**What the task requires**
Copy the records below word for word, starting at the line that contains "One point rides on each instance of the skate" and continuing through the end of the records, with both ends included. Omit the pictures from your copy.

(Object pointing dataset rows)

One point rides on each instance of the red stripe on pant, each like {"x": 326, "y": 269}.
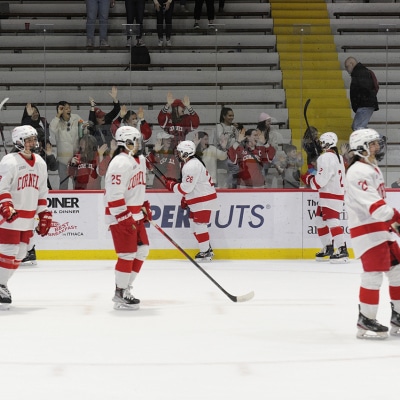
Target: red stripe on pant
{"x": 137, "y": 265}
{"x": 323, "y": 231}
{"x": 369, "y": 296}
{"x": 124, "y": 265}
{"x": 394, "y": 292}
{"x": 202, "y": 237}
{"x": 8, "y": 262}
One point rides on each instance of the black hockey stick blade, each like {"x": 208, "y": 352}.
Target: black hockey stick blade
{"x": 305, "y": 112}
{"x": 236, "y": 299}
{"x": 4, "y": 102}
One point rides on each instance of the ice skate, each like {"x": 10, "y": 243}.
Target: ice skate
{"x": 395, "y": 322}
{"x": 5, "y": 298}
{"x": 204, "y": 255}
{"x": 124, "y": 300}
{"x": 341, "y": 256}
{"x": 30, "y": 258}
{"x": 325, "y": 253}
{"x": 370, "y": 328}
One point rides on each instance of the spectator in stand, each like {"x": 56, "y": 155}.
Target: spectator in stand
{"x": 94, "y": 8}
{"x": 183, "y": 6}
{"x": 251, "y": 159}
{"x": 64, "y": 128}
{"x": 164, "y": 11}
{"x": 105, "y": 155}
{"x": 134, "y": 14}
{"x": 198, "y": 5}
{"x": 181, "y": 120}
{"x": 82, "y": 167}
{"x": 31, "y": 116}
{"x": 130, "y": 118}
{"x": 268, "y": 135}
{"x": 163, "y": 156}
{"x": 363, "y": 90}
{"x": 102, "y": 121}
{"x": 226, "y": 171}
{"x": 209, "y": 153}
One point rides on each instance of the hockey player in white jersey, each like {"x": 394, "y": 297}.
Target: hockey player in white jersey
{"x": 372, "y": 222}
{"x": 198, "y": 193}
{"x": 329, "y": 181}
{"x": 125, "y": 189}
{"x": 23, "y": 195}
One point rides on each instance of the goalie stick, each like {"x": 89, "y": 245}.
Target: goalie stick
{"x": 305, "y": 112}
{"x": 236, "y": 299}
{"x": 1, "y": 126}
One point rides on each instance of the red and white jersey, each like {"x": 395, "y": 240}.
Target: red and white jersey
{"x": 24, "y": 183}
{"x": 197, "y": 186}
{"x": 368, "y": 213}
{"x": 329, "y": 180}
{"x": 125, "y": 187}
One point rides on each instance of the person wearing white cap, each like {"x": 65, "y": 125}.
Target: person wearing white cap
{"x": 163, "y": 156}
{"x": 268, "y": 135}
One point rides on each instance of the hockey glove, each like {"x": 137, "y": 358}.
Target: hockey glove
{"x": 45, "y": 219}
{"x": 147, "y": 211}
{"x": 126, "y": 221}
{"x": 306, "y": 178}
{"x": 170, "y": 183}
{"x": 7, "y": 211}
{"x": 184, "y": 204}
{"x": 395, "y": 222}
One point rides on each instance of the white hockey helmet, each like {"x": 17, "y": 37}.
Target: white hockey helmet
{"x": 360, "y": 139}
{"x": 328, "y": 140}
{"x": 21, "y": 133}
{"x": 186, "y": 149}
{"x": 128, "y": 135}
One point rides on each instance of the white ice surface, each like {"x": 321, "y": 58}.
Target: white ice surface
{"x": 61, "y": 340}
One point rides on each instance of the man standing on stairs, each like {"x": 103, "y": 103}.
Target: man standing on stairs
{"x": 363, "y": 91}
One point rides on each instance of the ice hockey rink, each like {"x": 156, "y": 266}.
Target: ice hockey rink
{"x": 296, "y": 339}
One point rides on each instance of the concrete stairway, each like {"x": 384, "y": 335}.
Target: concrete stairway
{"x": 310, "y": 67}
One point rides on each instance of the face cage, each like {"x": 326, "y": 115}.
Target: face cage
{"x": 21, "y": 147}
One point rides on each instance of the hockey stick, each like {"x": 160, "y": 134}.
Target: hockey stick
{"x": 236, "y": 299}
{"x": 305, "y": 112}
{"x": 1, "y": 126}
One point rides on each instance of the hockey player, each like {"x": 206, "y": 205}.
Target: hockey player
{"x": 198, "y": 193}
{"x": 23, "y": 194}
{"x": 329, "y": 181}
{"x": 125, "y": 187}
{"x": 371, "y": 221}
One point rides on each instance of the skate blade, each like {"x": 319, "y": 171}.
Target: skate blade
{"x": 124, "y": 306}
{"x": 27, "y": 263}
{"x": 206, "y": 259}
{"x": 395, "y": 330}
{"x": 5, "y": 306}
{"x": 343, "y": 260}
{"x": 365, "y": 334}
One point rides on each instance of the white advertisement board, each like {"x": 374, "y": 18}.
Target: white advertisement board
{"x": 264, "y": 219}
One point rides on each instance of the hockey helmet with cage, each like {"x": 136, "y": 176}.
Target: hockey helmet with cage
{"x": 21, "y": 133}
{"x": 186, "y": 149}
{"x": 328, "y": 140}
{"x": 128, "y": 135}
{"x": 360, "y": 139}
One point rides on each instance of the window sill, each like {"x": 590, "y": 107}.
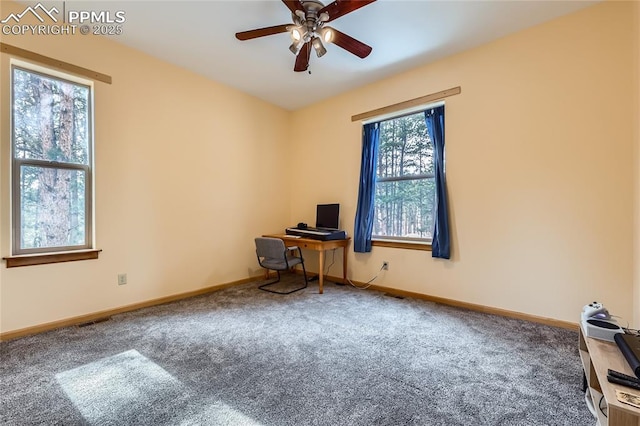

**Finished exercise**
One point rides on each instance of the skate blade, each like {"x": 319, "y": 171}.
Target: skate blade
{"x": 124, "y": 306}
{"x": 27, "y": 263}
{"x": 206, "y": 259}
{"x": 395, "y": 330}
{"x": 5, "y": 306}
{"x": 343, "y": 260}
{"x": 365, "y": 334}
One point rides on each instance of the white advertisement board, each like {"x": 374, "y": 18}.
Target: white advertisement board
{"x": 264, "y": 219}
One point rides on each instance of the hockey helmet with cage, each like {"x": 136, "y": 176}.
Target: hockey helmet with cage
{"x": 21, "y": 133}
{"x": 186, "y": 149}
{"x": 328, "y": 140}
{"x": 128, "y": 135}
{"x": 360, "y": 139}
One point rides on each instance of the window sill, each like {"x": 590, "y": 107}.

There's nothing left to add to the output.